===== Study material =====
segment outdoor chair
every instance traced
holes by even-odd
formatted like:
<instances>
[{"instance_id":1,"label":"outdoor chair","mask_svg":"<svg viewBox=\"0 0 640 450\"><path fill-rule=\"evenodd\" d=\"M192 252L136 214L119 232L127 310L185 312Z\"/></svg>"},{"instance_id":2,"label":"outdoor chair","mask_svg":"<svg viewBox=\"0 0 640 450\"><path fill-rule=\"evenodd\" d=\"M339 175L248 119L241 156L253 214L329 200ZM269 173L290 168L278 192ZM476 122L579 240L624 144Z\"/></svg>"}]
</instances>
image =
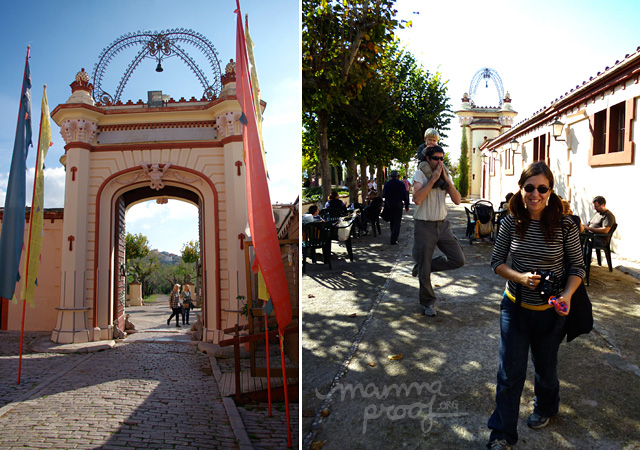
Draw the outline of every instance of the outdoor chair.
<instances>
[{"instance_id":1,"label":"outdoor chair","mask_svg":"<svg viewBox=\"0 0 640 450\"><path fill-rule=\"evenodd\" d=\"M302 272L307 267L307 255L311 253L311 261L316 262L316 249L322 249L324 263L331 269L331 224L315 221L302 226Z\"/></svg>"},{"instance_id":2,"label":"outdoor chair","mask_svg":"<svg viewBox=\"0 0 640 450\"><path fill-rule=\"evenodd\" d=\"M500 212L496 213L493 216L493 220L494 220L494 227L495 227L495 235L494 237L497 239L498 237L498 232L500 231L500 225L502 225L502 221L504 220L505 217L507 217L507 214L509 214L509 210L508 209L503 209Z\"/></svg>"},{"instance_id":3,"label":"outdoor chair","mask_svg":"<svg viewBox=\"0 0 640 450\"><path fill-rule=\"evenodd\" d=\"M476 219L473 217L473 213L466 206L464 212L467 213L467 231L464 233L464 237L468 238L473 235L473 231L476 229Z\"/></svg>"},{"instance_id":4,"label":"outdoor chair","mask_svg":"<svg viewBox=\"0 0 640 450\"><path fill-rule=\"evenodd\" d=\"M343 217L350 217L349 225L353 223L353 218L345 212L344 209L341 208L325 208L320 211L320 217L325 221L325 223L329 224L329 238L332 241L339 241L338 239L338 227L340 224L340 219ZM345 247L347 247L347 253L349 254L349 259L353 262L353 247L351 246L351 235L344 242Z\"/></svg>"},{"instance_id":5,"label":"outdoor chair","mask_svg":"<svg viewBox=\"0 0 640 450\"><path fill-rule=\"evenodd\" d=\"M604 251L604 255L607 258L607 265L609 266L609 272L613 272L613 264L611 263L611 237L613 236L613 233L615 233L616 228L618 228L618 224L614 223L607 234L583 233L581 235L582 237L585 237L584 263L587 266L587 286L589 286L589 273L591 272L591 258L593 250L596 251L596 258L599 266L602 265L602 256L600 252Z\"/></svg>"},{"instance_id":6,"label":"outdoor chair","mask_svg":"<svg viewBox=\"0 0 640 450\"><path fill-rule=\"evenodd\" d=\"M495 231L493 203L489 200L478 200L471 205L471 214L473 215L474 228L468 236L469 244L472 244L476 239L482 239L483 241L486 237L493 239ZM470 219L468 220L470 221ZM467 231L469 231L469 224L467 224Z\"/></svg>"},{"instance_id":7,"label":"outdoor chair","mask_svg":"<svg viewBox=\"0 0 640 450\"><path fill-rule=\"evenodd\" d=\"M362 211L361 218L364 226L366 227L367 223L371 223L371 228L373 229L373 237L376 237L377 234L382 234L382 229L380 228L380 212L382 211L382 206L378 207L368 207ZM377 231L377 234L376 234Z\"/></svg>"}]
</instances>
=====
◆ To do: Every entry above should be written out again verbatim, with no pictures included.

◆ Output for this task:
segment outdoor chair
every instance traced
holes by even-odd
formatted like:
<instances>
[{"instance_id":1,"label":"outdoor chair","mask_svg":"<svg viewBox=\"0 0 640 450\"><path fill-rule=\"evenodd\" d=\"M192 252L136 214L119 232L127 310L185 312Z\"/></svg>"},{"instance_id":2,"label":"outdoor chair","mask_svg":"<svg viewBox=\"0 0 640 450\"><path fill-rule=\"evenodd\" d=\"M339 175L248 119L241 156L253 214L329 200ZM269 173L290 168L278 192ZM476 122L579 240L624 144Z\"/></svg>"}]
</instances>
image =
Draw the outline of every instance of the outdoor chair.
<instances>
[{"instance_id":1,"label":"outdoor chair","mask_svg":"<svg viewBox=\"0 0 640 450\"><path fill-rule=\"evenodd\" d=\"M302 272L307 267L307 255L311 253L311 261L316 262L316 249L322 249L324 263L331 269L331 224L315 221L302 226Z\"/></svg>"},{"instance_id":2,"label":"outdoor chair","mask_svg":"<svg viewBox=\"0 0 640 450\"><path fill-rule=\"evenodd\" d=\"M500 212L496 213L493 216L493 220L494 220L494 227L495 227L495 235L494 237L497 239L498 237L498 232L500 231L500 225L502 225L502 221L504 220L505 217L507 217L507 214L509 214L509 210L508 209L503 209Z\"/></svg>"},{"instance_id":3,"label":"outdoor chair","mask_svg":"<svg viewBox=\"0 0 640 450\"><path fill-rule=\"evenodd\" d=\"M476 219L473 217L473 213L466 206L464 212L467 213L467 231L464 233L464 237L468 238L473 235L473 231L476 229Z\"/></svg>"},{"instance_id":4,"label":"outdoor chair","mask_svg":"<svg viewBox=\"0 0 640 450\"><path fill-rule=\"evenodd\" d=\"M343 217L350 217L349 225L353 223L353 218L345 212L344 209L341 208L325 208L320 211L320 217L325 221L325 223L329 224L329 238L332 241L339 241L338 239L338 227L340 224L340 219ZM345 247L347 247L347 253L349 254L349 259L353 262L353 247L351 246L351 235L344 242Z\"/></svg>"},{"instance_id":5,"label":"outdoor chair","mask_svg":"<svg viewBox=\"0 0 640 450\"><path fill-rule=\"evenodd\" d=\"M604 251L604 255L607 258L607 265L609 266L609 272L613 272L613 264L611 263L611 237L613 236L613 233L615 233L616 228L618 228L618 224L614 223L607 234L583 233L581 235L582 237L585 237L584 263L587 266L587 286L589 286L589 273L591 272L591 258L593 250L596 251L596 258L599 266L602 265L602 256L600 252Z\"/></svg>"},{"instance_id":6,"label":"outdoor chair","mask_svg":"<svg viewBox=\"0 0 640 450\"><path fill-rule=\"evenodd\" d=\"M495 231L493 203L489 200L478 200L471 205L471 214L473 215L474 228L468 236L469 244L472 244L476 239L482 239L483 241L486 237L493 239ZM470 219L468 220L470 221ZM467 231L469 231L469 224L467 224Z\"/></svg>"},{"instance_id":7,"label":"outdoor chair","mask_svg":"<svg viewBox=\"0 0 640 450\"><path fill-rule=\"evenodd\" d=\"M362 211L361 218L364 226L366 227L367 223L371 223L371 228L373 229L373 237L376 237L377 234L382 234L382 229L380 228L380 212L382 211L382 206L378 207L368 207ZM377 231L377 234L376 234Z\"/></svg>"}]
</instances>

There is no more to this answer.